*** Data to process ***

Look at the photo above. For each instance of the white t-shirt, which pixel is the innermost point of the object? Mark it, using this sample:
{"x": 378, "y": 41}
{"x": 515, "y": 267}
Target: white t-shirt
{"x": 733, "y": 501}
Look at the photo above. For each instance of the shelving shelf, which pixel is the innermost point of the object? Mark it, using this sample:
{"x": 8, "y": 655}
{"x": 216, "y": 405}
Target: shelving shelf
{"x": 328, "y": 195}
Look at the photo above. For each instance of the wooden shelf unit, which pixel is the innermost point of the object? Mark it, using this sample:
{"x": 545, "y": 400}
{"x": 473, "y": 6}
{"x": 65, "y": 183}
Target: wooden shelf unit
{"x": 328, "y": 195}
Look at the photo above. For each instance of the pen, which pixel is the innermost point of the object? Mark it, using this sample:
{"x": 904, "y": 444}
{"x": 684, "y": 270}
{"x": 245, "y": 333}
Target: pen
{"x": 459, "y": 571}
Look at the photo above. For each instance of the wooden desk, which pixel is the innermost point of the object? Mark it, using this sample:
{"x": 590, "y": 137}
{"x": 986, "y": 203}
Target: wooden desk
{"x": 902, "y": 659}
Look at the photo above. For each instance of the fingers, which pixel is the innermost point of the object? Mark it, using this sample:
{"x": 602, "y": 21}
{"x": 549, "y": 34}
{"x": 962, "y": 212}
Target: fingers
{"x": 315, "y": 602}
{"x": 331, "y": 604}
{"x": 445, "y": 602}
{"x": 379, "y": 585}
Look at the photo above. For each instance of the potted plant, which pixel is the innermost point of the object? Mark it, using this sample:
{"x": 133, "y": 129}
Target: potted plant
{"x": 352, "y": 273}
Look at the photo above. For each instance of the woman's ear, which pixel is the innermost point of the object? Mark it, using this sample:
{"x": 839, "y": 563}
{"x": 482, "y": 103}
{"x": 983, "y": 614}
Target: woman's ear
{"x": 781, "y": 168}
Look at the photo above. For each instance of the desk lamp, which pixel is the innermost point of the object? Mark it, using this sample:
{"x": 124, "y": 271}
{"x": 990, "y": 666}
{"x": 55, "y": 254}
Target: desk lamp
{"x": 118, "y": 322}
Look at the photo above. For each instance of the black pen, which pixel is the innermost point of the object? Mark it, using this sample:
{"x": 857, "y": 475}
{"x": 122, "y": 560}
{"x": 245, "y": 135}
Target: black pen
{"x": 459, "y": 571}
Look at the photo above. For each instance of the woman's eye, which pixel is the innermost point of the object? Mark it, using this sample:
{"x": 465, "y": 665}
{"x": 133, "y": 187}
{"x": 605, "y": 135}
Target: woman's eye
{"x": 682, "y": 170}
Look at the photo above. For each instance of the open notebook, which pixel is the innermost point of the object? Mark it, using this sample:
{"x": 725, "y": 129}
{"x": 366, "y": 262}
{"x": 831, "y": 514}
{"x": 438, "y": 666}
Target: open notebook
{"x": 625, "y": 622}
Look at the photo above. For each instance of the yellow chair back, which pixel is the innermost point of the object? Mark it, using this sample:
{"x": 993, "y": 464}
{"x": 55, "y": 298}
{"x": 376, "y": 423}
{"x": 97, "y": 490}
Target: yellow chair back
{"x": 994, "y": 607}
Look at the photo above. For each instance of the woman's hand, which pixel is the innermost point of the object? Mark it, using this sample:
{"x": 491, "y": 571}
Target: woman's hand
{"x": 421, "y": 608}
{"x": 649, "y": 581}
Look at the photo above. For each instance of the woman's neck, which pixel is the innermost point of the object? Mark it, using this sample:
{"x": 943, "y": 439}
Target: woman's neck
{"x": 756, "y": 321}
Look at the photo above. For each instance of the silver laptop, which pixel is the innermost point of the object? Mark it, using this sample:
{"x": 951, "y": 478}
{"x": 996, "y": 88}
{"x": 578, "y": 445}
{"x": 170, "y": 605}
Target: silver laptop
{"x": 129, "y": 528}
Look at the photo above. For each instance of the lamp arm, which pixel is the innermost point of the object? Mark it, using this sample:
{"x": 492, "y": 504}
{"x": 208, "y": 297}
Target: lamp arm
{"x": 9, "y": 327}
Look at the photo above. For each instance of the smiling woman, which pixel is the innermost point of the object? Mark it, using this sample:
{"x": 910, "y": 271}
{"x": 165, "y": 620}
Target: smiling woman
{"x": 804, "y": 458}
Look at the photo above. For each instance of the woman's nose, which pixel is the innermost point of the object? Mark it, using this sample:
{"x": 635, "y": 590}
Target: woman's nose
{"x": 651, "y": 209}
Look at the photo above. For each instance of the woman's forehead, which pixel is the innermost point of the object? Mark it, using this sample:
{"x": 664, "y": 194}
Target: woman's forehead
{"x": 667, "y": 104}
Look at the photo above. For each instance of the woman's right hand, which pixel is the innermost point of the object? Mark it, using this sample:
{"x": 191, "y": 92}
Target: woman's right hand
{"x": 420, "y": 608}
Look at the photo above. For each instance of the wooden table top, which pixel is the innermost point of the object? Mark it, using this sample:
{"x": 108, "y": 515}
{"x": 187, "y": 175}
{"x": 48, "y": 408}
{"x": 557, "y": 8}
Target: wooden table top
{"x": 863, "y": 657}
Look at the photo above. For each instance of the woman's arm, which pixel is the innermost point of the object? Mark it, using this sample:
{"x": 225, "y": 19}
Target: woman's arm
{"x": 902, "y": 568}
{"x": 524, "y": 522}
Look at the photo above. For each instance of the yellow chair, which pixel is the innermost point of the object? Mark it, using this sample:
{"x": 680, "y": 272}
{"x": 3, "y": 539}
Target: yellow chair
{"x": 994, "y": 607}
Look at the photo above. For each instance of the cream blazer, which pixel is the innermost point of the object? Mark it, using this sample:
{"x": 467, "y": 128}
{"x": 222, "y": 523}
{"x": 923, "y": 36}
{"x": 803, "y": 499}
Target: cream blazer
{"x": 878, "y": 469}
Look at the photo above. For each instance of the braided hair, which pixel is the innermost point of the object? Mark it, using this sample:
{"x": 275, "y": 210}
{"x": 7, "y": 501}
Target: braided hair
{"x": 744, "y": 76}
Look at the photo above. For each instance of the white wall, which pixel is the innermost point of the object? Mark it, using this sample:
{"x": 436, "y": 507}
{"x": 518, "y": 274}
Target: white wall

*** End of Data to process ***

### Exercise details
Write out each entry above exactly as it is written.

### Written response
Look at the photo above. For each instance of the white t-shirt, which pixel is the innermost point of the object? Mark it, using this sample:
{"x": 378, "y": 41}
{"x": 515, "y": 267}
Target: white t-shirt
{"x": 733, "y": 501}
Look at the photo above. For each instance of the shelving shelf, which pixel is the innermost point of the object? Mark it, using this sample:
{"x": 8, "y": 655}
{"x": 216, "y": 405}
Target: shelving shelf
{"x": 328, "y": 195}
Look at the photo above. For each instance of the wooden shelf unit, which pixel is the innermost point of the object? Mark it, using this sample:
{"x": 545, "y": 400}
{"x": 473, "y": 6}
{"x": 65, "y": 183}
Target: wooden shelf unit
{"x": 328, "y": 195}
Look at the photo above. For each instance of the pen, which pixel is the innermost point of the object? Mark it, using this sample:
{"x": 904, "y": 444}
{"x": 684, "y": 270}
{"x": 245, "y": 333}
Target: pen
{"x": 459, "y": 571}
Look at the photo above. For each instance of the wooden desk, which pixel is the innermost point of the object? Mark it, using this sample:
{"x": 590, "y": 137}
{"x": 986, "y": 203}
Target: wooden desk
{"x": 902, "y": 659}
Look at the photo above. For each instance of the fingers, which pixel is the innermost point of the object? Mark it, using this sample:
{"x": 602, "y": 21}
{"x": 549, "y": 34}
{"x": 962, "y": 212}
Target: fingers
{"x": 315, "y": 602}
{"x": 331, "y": 604}
{"x": 445, "y": 602}
{"x": 379, "y": 585}
Look at the photo above. For each instance of the potted plant, which pixel is the innermost point of the object? Mark it, using this sample:
{"x": 133, "y": 129}
Target: potted plant
{"x": 352, "y": 273}
Look at the photo above. For each instance of the woman's ear, which pixel is the innermost point of the object? Mark it, using this sample:
{"x": 839, "y": 563}
{"x": 482, "y": 103}
{"x": 983, "y": 614}
Target: woman's ear
{"x": 781, "y": 168}
Look at the photo above. For each instance of the desk lamp, which pixel is the innermost point of the object? Mark it, using this sample:
{"x": 124, "y": 271}
{"x": 990, "y": 666}
{"x": 55, "y": 254}
Target: desk lamp
{"x": 118, "y": 322}
Look at the photo above. For each instance of the black pen, which pixel is the innermost point of the object? Mark it, using this sample:
{"x": 857, "y": 475}
{"x": 122, "y": 560}
{"x": 245, "y": 135}
Target: black pen
{"x": 459, "y": 571}
Look at the photo above. For each instance of the woman's eye, which pixel is the innermost point of the object? Mark it, using this sample:
{"x": 465, "y": 665}
{"x": 133, "y": 187}
{"x": 605, "y": 135}
Target: woman's eye
{"x": 682, "y": 170}
Look at the photo above. For each instance of the open notebook, which pixel is the innermost point of the object? Mark it, using this sample:
{"x": 725, "y": 129}
{"x": 366, "y": 262}
{"x": 831, "y": 514}
{"x": 438, "y": 666}
Target: open notebook
{"x": 625, "y": 622}
Look at the photo above. For each instance of the yellow chair back, which pixel is the innermost point of the object? Mark it, using this sample:
{"x": 993, "y": 464}
{"x": 55, "y": 298}
{"x": 376, "y": 423}
{"x": 97, "y": 490}
Target: yellow chair back
{"x": 994, "y": 607}
Look at the photo above. For each instance of the woman's hand, which pixel is the innermost point of the object? Mark it, using this sample:
{"x": 491, "y": 571}
Target: woman's hand
{"x": 421, "y": 608}
{"x": 649, "y": 581}
Look at the photo above. For each instance of the woman's neck, which pixel is the innermost point of the object? Mark it, using this sample:
{"x": 943, "y": 439}
Target: woman's neck
{"x": 756, "y": 321}
Look at the photo above. For each instance of the silver laptop, which pixel is the innermost point of the object? Mark it, using this sample:
{"x": 951, "y": 478}
{"x": 996, "y": 88}
{"x": 578, "y": 445}
{"x": 170, "y": 605}
Target: silver laptop
{"x": 129, "y": 528}
Look at the photo above. For each instance of the lamp arm, which pixel is the innermost point of the object? Mark it, using this sample:
{"x": 492, "y": 504}
{"x": 208, "y": 297}
Target: lamp arm
{"x": 9, "y": 327}
Look at the photo above. For each instance of the smiling woman, which pixel is the innermost point of the object? Mark it, using this sample:
{"x": 910, "y": 271}
{"x": 165, "y": 620}
Target: smiling woman
{"x": 804, "y": 458}
Look at the photo above. For each instance of the woman's nose, which pixel is the innermost point of the object? Mark it, using this sample:
{"x": 635, "y": 590}
Target: woman's nose
{"x": 651, "y": 209}
Look at the photo above. For each instance of the woman's forehead, which pixel is the innermost point of the object? Mark it, using this sample:
{"x": 664, "y": 194}
Target: woman's forehead
{"x": 667, "y": 104}
Look at the photo above. For each instance of the woman's right hand, which pixel is the innermost point of the object? Mark it, using this sample:
{"x": 191, "y": 92}
Target: woman's right hand
{"x": 420, "y": 608}
Look at the photo above. For each instance of the wooden table top, which pixel is the innermost point of the object? Mark it, using this sample:
{"x": 108, "y": 515}
{"x": 187, "y": 175}
{"x": 48, "y": 408}
{"x": 557, "y": 8}
Target: wooden table top
{"x": 863, "y": 657}
Look at the photo above. For each instance of the woman's arm, which pixel is the innermost point of the object? Mark it, using this sample:
{"x": 225, "y": 19}
Target: woman's arm
{"x": 902, "y": 568}
{"x": 524, "y": 522}
Look at the photo above. For each instance of the yellow chair, which pixel is the innermost point of the object? Mark it, using this sample:
{"x": 680, "y": 272}
{"x": 3, "y": 539}
Target: yellow chair
{"x": 994, "y": 607}
Look at the photo above. For each instance of the cream blazer, which pixel is the innermost point of the object? Mark it, using this sample:
{"x": 467, "y": 128}
{"x": 222, "y": 523}
{"x": 923, "y": 36}
{"x": 803, "y": 499}
Target: cream blazer
{"x": 878, "y": 469}
Look at the photo above. For each instance of the braided hair, which pixel is the innermost point of the object? Mark it, using this sample:
{"x": 275, "y": 210}
{"x": 7, "y": 501}
Target: braided hair
{"x": 744, "y": 76}
Look at the photo above. For each instance of the white wall, which pixel is the innermost point of the object? Mark it, using this sample:
{"x": 436, "y": 507}
{"x": 518, "y": 274}
Target: white wall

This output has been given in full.